# Excerpts from a point labeling dataset
--- BEGIN ---

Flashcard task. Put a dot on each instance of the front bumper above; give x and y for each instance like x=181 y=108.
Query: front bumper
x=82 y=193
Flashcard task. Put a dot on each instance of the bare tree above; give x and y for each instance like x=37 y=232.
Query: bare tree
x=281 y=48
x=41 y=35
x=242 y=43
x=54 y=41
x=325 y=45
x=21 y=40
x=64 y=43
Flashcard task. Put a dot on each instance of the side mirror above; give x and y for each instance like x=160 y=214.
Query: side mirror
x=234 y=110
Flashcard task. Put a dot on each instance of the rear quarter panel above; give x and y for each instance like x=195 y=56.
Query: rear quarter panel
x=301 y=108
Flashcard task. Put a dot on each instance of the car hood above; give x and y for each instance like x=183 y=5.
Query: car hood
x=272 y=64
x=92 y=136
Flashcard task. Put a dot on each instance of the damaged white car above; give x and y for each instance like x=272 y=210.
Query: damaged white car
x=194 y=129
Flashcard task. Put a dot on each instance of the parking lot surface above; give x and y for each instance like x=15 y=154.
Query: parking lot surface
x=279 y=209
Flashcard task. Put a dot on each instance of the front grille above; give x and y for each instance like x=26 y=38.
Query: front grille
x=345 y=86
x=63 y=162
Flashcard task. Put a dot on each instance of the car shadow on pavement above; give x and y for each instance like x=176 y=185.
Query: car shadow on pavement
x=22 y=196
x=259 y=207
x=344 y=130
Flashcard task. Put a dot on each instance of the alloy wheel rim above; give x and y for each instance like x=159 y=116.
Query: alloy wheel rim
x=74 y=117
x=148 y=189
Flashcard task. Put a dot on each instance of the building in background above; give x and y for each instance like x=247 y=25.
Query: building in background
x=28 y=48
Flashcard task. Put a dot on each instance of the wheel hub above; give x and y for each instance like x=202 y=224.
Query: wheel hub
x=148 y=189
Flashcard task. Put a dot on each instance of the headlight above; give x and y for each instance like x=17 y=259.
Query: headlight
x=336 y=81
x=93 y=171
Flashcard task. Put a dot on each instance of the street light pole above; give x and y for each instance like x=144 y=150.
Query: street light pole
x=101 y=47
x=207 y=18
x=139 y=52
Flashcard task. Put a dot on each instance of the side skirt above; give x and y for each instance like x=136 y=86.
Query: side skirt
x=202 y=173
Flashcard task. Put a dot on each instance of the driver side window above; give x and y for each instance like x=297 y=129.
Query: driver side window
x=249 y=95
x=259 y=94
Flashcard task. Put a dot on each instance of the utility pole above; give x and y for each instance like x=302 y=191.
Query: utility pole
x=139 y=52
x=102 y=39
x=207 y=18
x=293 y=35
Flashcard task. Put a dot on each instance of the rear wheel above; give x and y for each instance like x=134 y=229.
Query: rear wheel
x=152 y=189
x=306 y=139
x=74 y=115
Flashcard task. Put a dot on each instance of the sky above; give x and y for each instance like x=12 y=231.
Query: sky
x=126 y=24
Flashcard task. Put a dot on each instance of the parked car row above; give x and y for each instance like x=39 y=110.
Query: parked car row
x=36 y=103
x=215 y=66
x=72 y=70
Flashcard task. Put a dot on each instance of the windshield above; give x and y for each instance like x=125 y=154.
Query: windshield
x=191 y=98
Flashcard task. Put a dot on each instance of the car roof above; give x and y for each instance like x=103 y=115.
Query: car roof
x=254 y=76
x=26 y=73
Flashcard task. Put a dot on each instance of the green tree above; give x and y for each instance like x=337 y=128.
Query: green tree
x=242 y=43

--- END ---

# WHAT TO WORK ON
Please lay out every line of the records above as a JSON list of strings, one string per line, and leave out any blank lines.

# EXERCISE ANSWER
[
  "Flashcard task. Put a dot on each instance of the front bumper above; give x and y for each instance like x=181 y=108.",
  "Query: front bumper",
  "x=82 y=193",
  "Flashcard task. Put a dot on each instance of the bare tree above; give x and y for each instance like x=37 y=232.",
  "Query: bare tree",
  "x=281 y=48",
  "x=41 y=35",
  "x=242 y=43",
  "x=54 y=41",
  "x=325 y=45",
  "x=21 y=40",
  "x=64 y=43",
  "Flashcard task. Put a dot on each instance of the side mirror above; give x and y for each instance like x=160 y=214.",
  "Query: side mirror",
  "x=234 y=110",
  "Flashcard task. Put a dot on each instance of the rear quarter panel above; give x and y for each instance like x=195 y=56.",
  "Query: rear quarter panel",
  "x=301 y=108",
  "Flashcard task. Put a dot on each instance of the car hood above; give x and y for each instance like x=183 y=5.",
  "Query: car hood",
  "x=272 y=64",
  "x=92 y=136",
  "Flashcard task. Put a dot on each instance of the damaged white car above; give x and y for each instance like x=272 y=210.",
  "Query: damaged white car",
  "x=194 y=129",
  "Flashcard task. Put a dot on each instance of the parking lot surface above; give x and y for each instance like x=15 y=154.",
  "Query: parking lot surface",
  "x=279 y=209",
  "Flashcard task. Put a dot on each instance of the front grille above; give x and y for each instance like x=26 y=38.",
  "Query: front grille",
  "x=345 y=86",
  "x=63 y=162",
  "Flashcard task. Put a dot on each instance of the car shadow on pavement above; give x and y for each instance like x=176 y=185.",
  "Query: car shadow on pavement",
  "x=22 y=196",
  "x=259 y=207",
  "x=344 y=130",
  "Flashcard task. Put a dot on each instance of the alloy wheel rim above; give x and y for each instance like x=159 y=116.",
  "Query: alloy wheel rim",
  "x=74 y=117",
  "x=148 y=189",
  "Flashcard task. Put a dot on each instance of the building in background above; give x and y for each instance like x=247 y=25.",
  "Query: building in background",
  "x=28 y=48",
  "Flashcard task. Put a dot on each instance of the wheel hub above; give x and y for each instance like x=202 y=224.",
  "Query: wheel hub",
  "x=148 y=189",
  "Flashcard task. Put a dot on each instance of the headlight above; give x and y for each instance like x=17 y=259.",
  "Query: headlight",
  "x=336 y=81",
  "x=93 y=171",
  "Flashcard task. Put a dot on each instance of the street light pole above; give x and y for each instance like x=144 y=150.",
  "Query: street light pole",
  "x=101 y=47",
  "x=207 y=18",
  "x=139 y=52",
  "Flashcard task. Put a dot on each instance of the side skirt above; give x and y for each instance like x=136 y=86.",
  "Query: side skirt",
  "x=202 y=173",
  "Flashcard task. Put a dot on each instance of the driver side window above; give x and y for each instance like x=297 y=129.",
  "Query: driver side window",
  "x=249 y=95",
  "x=259 y=94",
  "Flashcard task. Put a dot on each instance of the utility pole above; give x and y for each instance like x=302 y=191.",
  "Query: utility pole",
  "x=139 y=52",
  "x=102 y=39",
  "x=207 y=18",
  "x=293 y=35",
  "Flashcard task. Put a dot on each instance of the rear wheel above; give x and y for each instance like x=134 y=229.",
  "Query: rear wheel",
  "x=152 y=189",
  "x=306 y=139",
  "x=74 y=115",
  "Flashcard task. Put a dot on each instance of the sky above; give x and y for each instance like x=12 y=231.",
  "Query: sky",
  "x=126 y=24",
  "Flashcard task. Put a dot on each instance of the parked car row above; give x and y for each instance like x=39 y=110.",
  "Query: parked car row",
  "x=36 y=103",
  "x=215 y=66",
  "x=72 y=70",
  "Flashcard task. Put a dot on each instance of the windshield above; give x and y for each instance like x=125 y=154.",
  "Query: windshield",
  "x=191 y=98",
  "Flashcard task. Put a dot on each instance of the car roof above; give x and y for each instance like x=103 y=115.",
  "Query: car roof",
  "x=254 y=76",
  "x=26 y=73",
  "Flashcard task. Put a dot on each instance of the green tree above; give x and y for each instance like x=337 y=128.",
  "Query: green tree",
  "x=242 y=43"
]